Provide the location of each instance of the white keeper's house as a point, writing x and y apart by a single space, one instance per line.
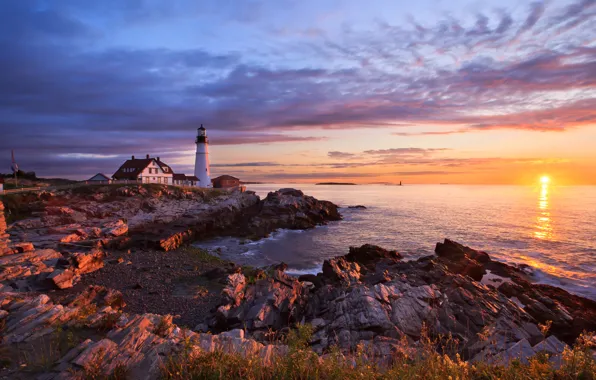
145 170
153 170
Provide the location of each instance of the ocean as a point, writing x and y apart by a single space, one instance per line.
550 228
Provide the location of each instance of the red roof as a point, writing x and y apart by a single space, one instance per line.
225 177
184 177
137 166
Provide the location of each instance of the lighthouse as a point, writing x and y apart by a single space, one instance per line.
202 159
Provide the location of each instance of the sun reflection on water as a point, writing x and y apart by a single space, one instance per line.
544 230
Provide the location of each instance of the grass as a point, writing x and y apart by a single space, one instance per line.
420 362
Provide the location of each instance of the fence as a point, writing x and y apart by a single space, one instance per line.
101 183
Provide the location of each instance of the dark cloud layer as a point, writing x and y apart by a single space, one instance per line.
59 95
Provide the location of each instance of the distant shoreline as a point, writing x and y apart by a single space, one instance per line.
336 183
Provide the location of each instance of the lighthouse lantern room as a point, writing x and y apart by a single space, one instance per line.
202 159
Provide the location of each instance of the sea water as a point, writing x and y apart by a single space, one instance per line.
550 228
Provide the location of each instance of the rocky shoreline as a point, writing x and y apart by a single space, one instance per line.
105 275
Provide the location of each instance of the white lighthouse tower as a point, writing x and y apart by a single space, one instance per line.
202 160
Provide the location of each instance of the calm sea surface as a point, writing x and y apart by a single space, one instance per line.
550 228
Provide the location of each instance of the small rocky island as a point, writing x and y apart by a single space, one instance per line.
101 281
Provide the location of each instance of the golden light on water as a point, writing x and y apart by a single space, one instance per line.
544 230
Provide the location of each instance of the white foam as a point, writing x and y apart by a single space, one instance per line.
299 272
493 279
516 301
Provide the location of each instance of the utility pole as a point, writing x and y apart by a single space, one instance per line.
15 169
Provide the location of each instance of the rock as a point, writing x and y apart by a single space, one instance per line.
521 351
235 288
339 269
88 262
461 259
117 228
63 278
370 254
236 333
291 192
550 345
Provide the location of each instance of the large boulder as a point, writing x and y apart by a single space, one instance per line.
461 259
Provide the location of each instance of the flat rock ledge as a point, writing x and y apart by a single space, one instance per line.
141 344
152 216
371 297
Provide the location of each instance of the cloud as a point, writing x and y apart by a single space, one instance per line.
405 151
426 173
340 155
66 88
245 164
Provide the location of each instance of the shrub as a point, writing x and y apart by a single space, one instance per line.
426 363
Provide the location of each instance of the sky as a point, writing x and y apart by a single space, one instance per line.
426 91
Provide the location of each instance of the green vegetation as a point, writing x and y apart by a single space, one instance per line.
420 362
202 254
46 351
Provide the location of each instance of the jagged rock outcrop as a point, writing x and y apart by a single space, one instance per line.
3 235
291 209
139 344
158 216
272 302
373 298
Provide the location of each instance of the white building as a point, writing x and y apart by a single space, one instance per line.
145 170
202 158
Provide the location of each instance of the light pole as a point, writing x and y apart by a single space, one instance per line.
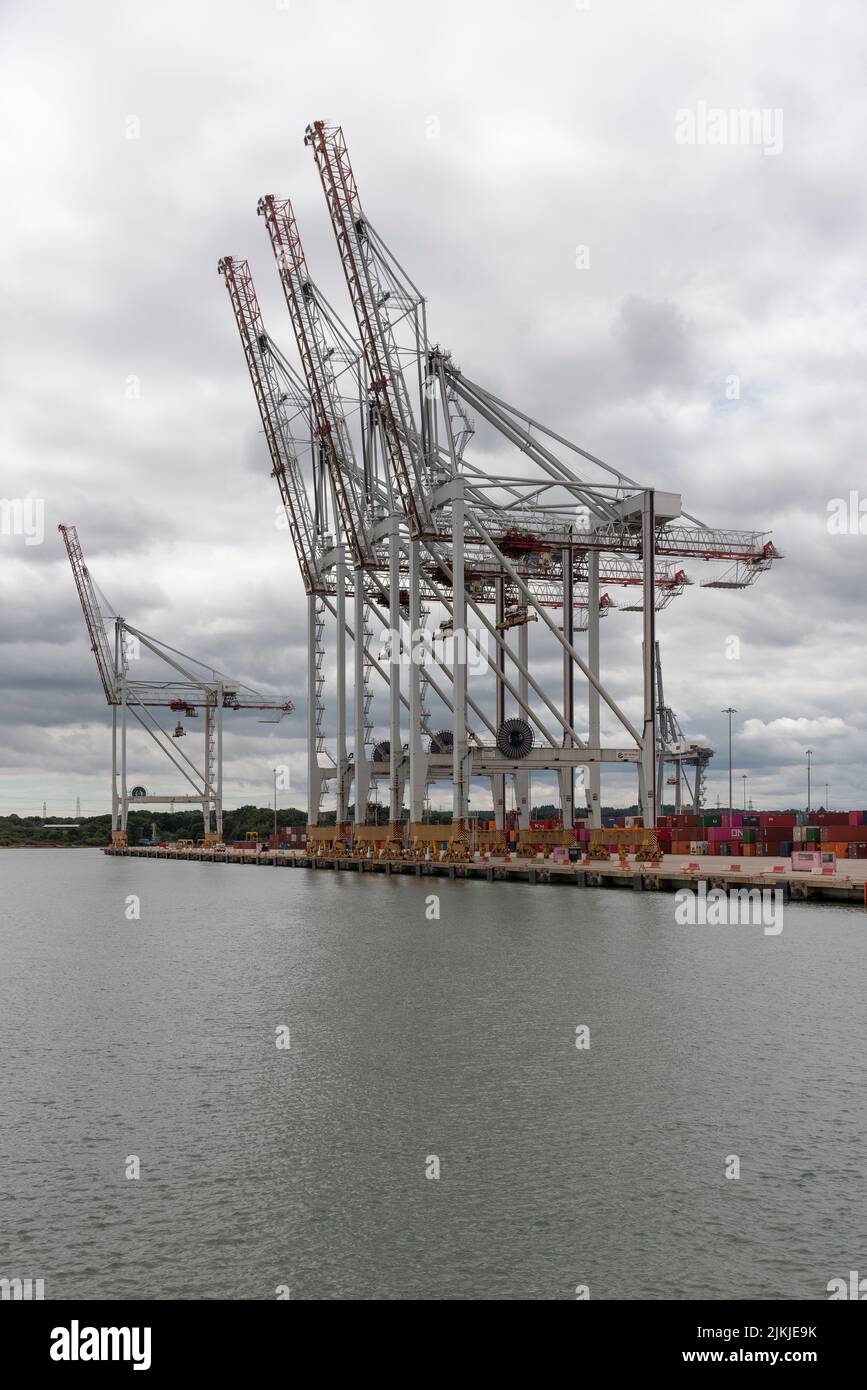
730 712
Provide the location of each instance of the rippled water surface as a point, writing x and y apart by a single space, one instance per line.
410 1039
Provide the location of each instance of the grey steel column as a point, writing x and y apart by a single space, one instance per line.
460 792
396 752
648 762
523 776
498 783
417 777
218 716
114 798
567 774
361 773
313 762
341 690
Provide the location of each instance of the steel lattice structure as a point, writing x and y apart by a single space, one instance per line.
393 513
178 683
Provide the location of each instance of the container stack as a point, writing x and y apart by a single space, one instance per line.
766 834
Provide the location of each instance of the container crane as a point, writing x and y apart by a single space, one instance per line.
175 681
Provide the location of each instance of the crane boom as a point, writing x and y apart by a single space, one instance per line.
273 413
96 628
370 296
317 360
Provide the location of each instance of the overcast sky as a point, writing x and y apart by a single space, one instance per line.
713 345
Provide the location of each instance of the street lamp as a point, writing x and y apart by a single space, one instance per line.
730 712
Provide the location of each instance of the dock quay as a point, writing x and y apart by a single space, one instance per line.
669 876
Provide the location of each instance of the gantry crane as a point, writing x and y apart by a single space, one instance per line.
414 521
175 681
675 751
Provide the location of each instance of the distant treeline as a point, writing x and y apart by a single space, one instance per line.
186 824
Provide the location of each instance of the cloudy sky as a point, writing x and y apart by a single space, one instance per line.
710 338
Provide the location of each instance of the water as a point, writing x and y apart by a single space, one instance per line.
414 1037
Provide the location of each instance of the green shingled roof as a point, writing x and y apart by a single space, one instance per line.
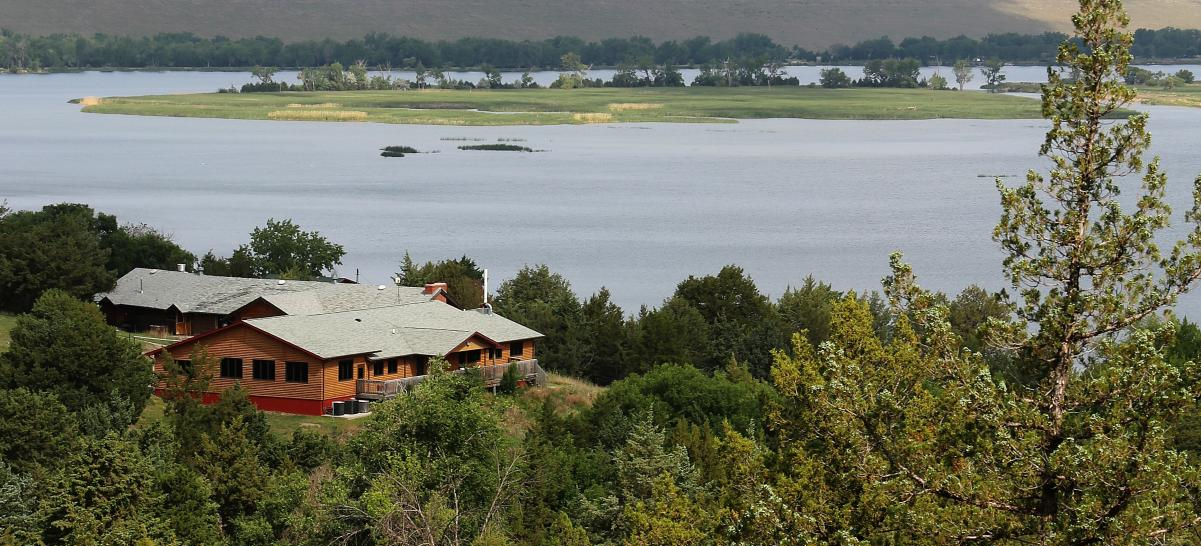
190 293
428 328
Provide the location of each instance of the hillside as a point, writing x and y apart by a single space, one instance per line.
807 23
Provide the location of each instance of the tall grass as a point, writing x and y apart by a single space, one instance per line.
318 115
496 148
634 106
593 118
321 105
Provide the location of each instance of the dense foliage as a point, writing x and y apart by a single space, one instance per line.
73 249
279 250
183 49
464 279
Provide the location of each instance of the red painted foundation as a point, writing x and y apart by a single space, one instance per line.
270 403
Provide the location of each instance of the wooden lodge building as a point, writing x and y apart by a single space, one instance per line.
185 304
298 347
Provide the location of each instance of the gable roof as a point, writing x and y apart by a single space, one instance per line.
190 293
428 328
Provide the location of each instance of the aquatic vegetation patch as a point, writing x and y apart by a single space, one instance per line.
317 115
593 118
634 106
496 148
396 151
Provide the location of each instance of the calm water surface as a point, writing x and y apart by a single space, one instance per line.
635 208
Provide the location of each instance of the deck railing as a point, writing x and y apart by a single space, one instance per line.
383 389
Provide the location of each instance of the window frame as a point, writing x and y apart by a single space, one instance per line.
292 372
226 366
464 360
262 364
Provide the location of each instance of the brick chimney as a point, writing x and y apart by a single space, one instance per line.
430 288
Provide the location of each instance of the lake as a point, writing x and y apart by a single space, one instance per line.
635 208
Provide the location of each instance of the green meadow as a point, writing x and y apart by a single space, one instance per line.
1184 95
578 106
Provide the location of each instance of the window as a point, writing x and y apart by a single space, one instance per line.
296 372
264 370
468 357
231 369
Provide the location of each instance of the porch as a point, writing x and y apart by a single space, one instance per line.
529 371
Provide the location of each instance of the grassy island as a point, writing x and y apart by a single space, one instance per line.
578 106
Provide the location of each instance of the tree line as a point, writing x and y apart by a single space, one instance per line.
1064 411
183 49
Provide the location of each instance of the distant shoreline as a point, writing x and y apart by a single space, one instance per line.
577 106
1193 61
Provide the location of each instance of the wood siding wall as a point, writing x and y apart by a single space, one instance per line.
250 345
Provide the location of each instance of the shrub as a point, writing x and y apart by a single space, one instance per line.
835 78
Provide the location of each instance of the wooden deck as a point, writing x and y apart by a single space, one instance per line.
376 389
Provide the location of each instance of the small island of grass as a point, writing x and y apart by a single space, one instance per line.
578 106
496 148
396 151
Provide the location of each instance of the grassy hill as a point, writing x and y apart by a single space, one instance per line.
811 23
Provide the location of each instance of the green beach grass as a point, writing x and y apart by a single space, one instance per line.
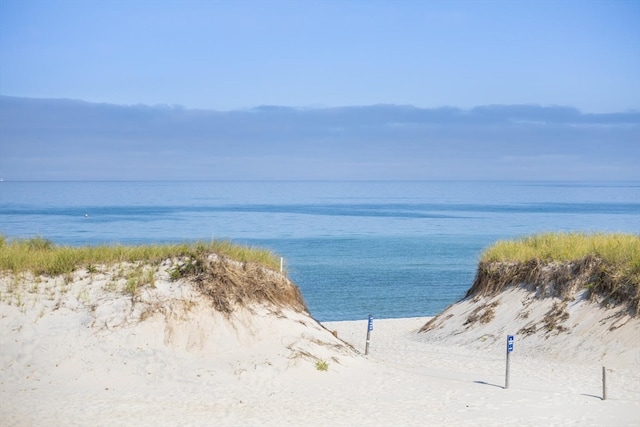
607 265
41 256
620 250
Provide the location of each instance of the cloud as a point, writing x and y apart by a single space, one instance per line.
════
Can you rewrite all of the items above with "a single space" replaced by "one space", keeping everything else the same and leaving out the pictures?

_ANSWER TO THIS EXERCISE:_
Provide the location of each instance of the white keeper's house as a point, writing x and y apart by one space, one instance per line.
145 170
153 170
Provide the location of each instance of the ocean as a point, writing x and y apart by one space, one instance per line.
550 228
Provide the location of each instance of the red roof as a point, writing x and y apart by one space, one instance per line.
225 177
184 177
137 166
Provide the location of each instance of the lighthouse as a point, writing x and y apart by one space, one instance per line.
202 159
Provide the location of each instance of the sun reflection on water as a point, writing x and y apart by one space, one instance per line.
544 230
Provide the location of each instance of the grass as a point, writing x and y apart by one space, one instance per line.
420 362
Provide the location of each instance of the fence as a point, writing x and y apart by one space, one instance per line.
101 183
Provide the location of each instance of the dark cloud layer as a point, writing x and y apart by one space, one instance per line.
59 95
Provide the location of each instance of the distant shoreline as a point, writing x and y apart by one space, one instance per line.
336 183
Provide the location of each instance of the lighthouse lantern room as a point, writing x and y apart by one space, one instance per line.
202 159
Provide the location of each instance of the sea water as a point, writing x and y apart by one space, one instance per line.
550 228
Provide the location of each instance of the rocky shoreline as a point, writing x and y apart by one space, one instance per line.
105 275
Provide the location of each instance of the white lighthouse tower as a point, writing x and y apart by one space, one instance per line.
202 160
Provide the location of each instance of the calm sea surface as a point, writing x and y apart by one space, one instance per line.
550 228
Provide the location of each instance of the small rocky island as a point, writing x and y apart by one space, one instance per line.
101 281
Provide the location of each instance of the golden light on water as a point, writing x and y apart by one space, one instance per line.
544 230
Provide the location of each instance of the white foam as a point, writing x and y apart by one space, one instance per line.
299 272
493 279
516 301
Provide the location of each instance of the utility pole as a point, writing x and y apart by one space, one instance per line.
15 169
Provide the location of each instance of the rock as a point, writing x and y apart by one space, one instance per line.
521 351
235 288
339 269
88 262
461 259
117 228
63 278
370 254
236 333
291 192
550 345
Provide the location of each instance of the large boulder as a point, writing x and y apart by one space, one instance per line.
461 259
Provide the location of each instance of the flat rock ledge as a point, writing x and y apart by one space, one instance per line.
141 344
152 216
371 297
Provide the location of each instance of the cloud as a point, writing x and y apart by one space, one instance per line.
405 151
426 173
340 155
66 88
245 164
Provide the location of each instance of the shrub as a point, writing x and y apart by one space, one instance per line.
426 363
Provide the location of each instance of the sky as a point, writing x and y apart by one space, one instance per line.
426 91
Provide the location of each instance of the green vegetation as a point, writing x and y apart by one space, one instance per line.
420 362
202 254
46 351
Provide the location of each instance of the jagged rock outcrop as a point, writing x and y apart by one space, one instance per line.
3 235
291 209
139 344
158 216
272 302
373 298
Provide the location of each instance of the white building as a point, writing x and y apart by one space, one instance per line.
145 170
202 158
Provide the location of each instance of the light pole as a point, writing x and y apart by one space, one instance per line.
730 712
Provide the location of each instance of the rippled water surface as a point, writing x and y apart by one space, one instance per line.
410 1039
Provide the location of each instance of the grey steel column as a point, writing x and y apart by one space, one instance per line.
460 792
396 752
648 762
523 776
498 783
417 777
218 716
114 798
567 774
361 773
313 762
341 690
Provide the location of each instance of the steel lattice structure as a point, writing x and y apart by one space, one instance per line.
393 513
178 683
Provide the location of each instance of the container stack as a point, writing x and y apart by one space, one instance per line.
766 834
Provide the location of each instance of the container crane as a point, writing x and y apart by one space, one instance per line.
175 681
Provide the location of each instance of the crane boom as a point, writing x and y apart by one space, one instance per line.
273 413
96 628
370 296
317 360
Provide the location of each instance of the overcast sky as a point, writing x and y apart by one space, one instance per line.
713 345
Provide the location of each instance of the street lamp as a point, writing x and y apart by one space, one instance per line.
730 712
Provide the location of each instance of the dock quay as a point, writing x and y apart by one space, one instance per line.
669 876
Provide the location of each instance of the gantry crane as a point, writing x and y apart by one space, one instance per line.
414 521
175 681
675 751
Provide the location of each instance of the distant treeline as a point, writing x and y apart by one space, one instance per line.
186 824
Provide the location of each instance of the cloudy sky as a point, writing x and y apart by one space, one instance per line.
710 338
Provide the location of each instance of the water as a point, writing x and y apart by one space, one instance per line.
414 1037
Provide the location of each instance of the green shingled roof as a point, writing x and y apart by one space, one instance per line.
190 293
428 328
Provide the location of each instance of the hillside as a point, writing x and y apart by one space, one instance per line.
807 23
Provide the location of each instance of the tall grass as a point, writing x and y apart by one space, one instance per line.
318 115
496 148
634 106
593 118
321 105
Provide the location of each instance of the dense foliage as a point, writing x and y apart by one space, one instance per line.
73 249
279 250
183 49
464 279
Provide the location of each instance of the red painted foundation as a point, writing x and y apart by one space, one instance per line.
270 403
Provide the location of each instance of the wooden lodge building as a point, writing x and y apart by one space, one instance per line.
185 304
298 347
Provide the location of each instance of the gable roof as a point, writing x and y apart by one space, one instance per line.
190 293
428 328
Provide the location of each instance of the aquatic vegetation patch as a point, writing x and y apart by one space, one instance per line.
317 115
593 118
634 106
496 148
396 151
Provide the location of each instance of the calm water surface as a point, writing x and y apart by one space, one instance per line.
635 208
Provide the location of each instance of the deck railing as a point, writing x and y apart by one space, one instance per line.
383 389
Provide the location of each instance of the window frame as a point, writing x and y apart by one space, one instance per line.
292 372
226 366
464 360
262 364
Provide the location of each instance of the brick chimney as a point, writing x and y apart by one space, one instance per line.
430 288
Provide the location of each instance of the lake as a point, writing x and y apart by one space, one instance per line.
635 208
Provide the location of each instance of the green meadow as a point, writing x and y apart by one space, one instance per line.
1184 95
578 106
Provide the location of each instance of the window as a point, writing x and y apart by one space, one instance per line.
296 372
264 370
468 357
231 369
Provide the location of each instance of the porch as a point, writing x and y apart by one space, one instance per line.
529 371
Provide the location of each instance of the grassy island as a point, writing x and y apart by one space, one instance per line.
578 106
Provide the location of each instance of the tree line as a point, writing x and y apart by one space, one instance per line.
1064 411
183 49
Provide the location of each instance of the distant shoreline as a point, writing x and y apart by one space, one instance per line.
577 106
1193 61
Provide the location of each instance of the wood siding wall as a point, writing x and y apart by one space, one instance per line.
250 345
Provide the location of each instance of the shrub as a point, writing x and y apart by one space, one instance per line.
835 78
Provide the location of each instance of the wooden deck as a point, writing x and y apart by one space, one instance per line.
376 389
Provide the location of each instance of the small island of grass as a point, writing x and y apart by one space, one instance per line.
578 106
496 148
396 151
Provide the location of each instance of the grassy hill as a point, writing x and y apart by one space, one instance per line.
811 23
Provide the location of each instance of the green beach grass as a point, writing x and y apart by one space, one instance per line.
607 265
41 256
620 250
Provide the location of each instance of the cloud as a point, writing x and y apart by one space, one instance per line.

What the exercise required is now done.